▶ [To do]:
Return the following lines word for word, leaving out the pictures.

══════════════════════════════

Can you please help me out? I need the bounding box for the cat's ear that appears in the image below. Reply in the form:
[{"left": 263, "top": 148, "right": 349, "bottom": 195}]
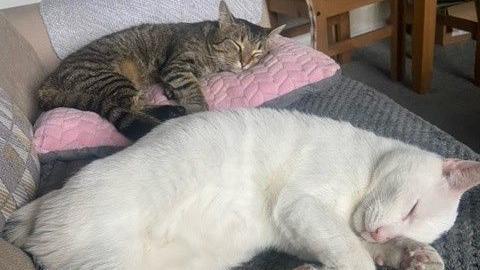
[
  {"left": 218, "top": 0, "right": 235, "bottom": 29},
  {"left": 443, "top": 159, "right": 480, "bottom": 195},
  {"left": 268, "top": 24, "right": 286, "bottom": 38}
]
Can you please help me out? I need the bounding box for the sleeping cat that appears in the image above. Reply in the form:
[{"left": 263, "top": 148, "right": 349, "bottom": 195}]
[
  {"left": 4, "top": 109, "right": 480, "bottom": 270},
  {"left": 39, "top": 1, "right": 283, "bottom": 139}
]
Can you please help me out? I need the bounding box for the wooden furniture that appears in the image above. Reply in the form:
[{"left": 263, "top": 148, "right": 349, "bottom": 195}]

══════════════════════════════

▶ [Solution to this problem]:
Can you please help me out? I need the bounding box for the cat's ear that appears in the image below. Reply in the form:
[{"left": 263, "top": 148, "right": 349, "bottom": 195}]
[
  {"left": 218, "top": 0, "right": 235, "bottom": 29},
  {"left": 443, "top": 159, "right": 480, "bottom": 195},
  {"left": 268, "top": 24, "right": 286, "bottom": 38}
]
Can you please help me out? I need the bounding box for the sleeping cat that appears in the image above. Reply in the form:
[{"left": 263, "top": 148, "right": 349, "bottom": 195}]
[
  {"left": 4, "top": 109, "right": 480, "bottom": 270},
  {"left": 39, "top": 1, "right": 283, "bottom": 139}
]
Can you please help me out? I need the bounding box for the wooden furniture that appears in the image above. Reply in the form:
[{"left": 263, "top": 148, "right": 349, "bottom": 195}]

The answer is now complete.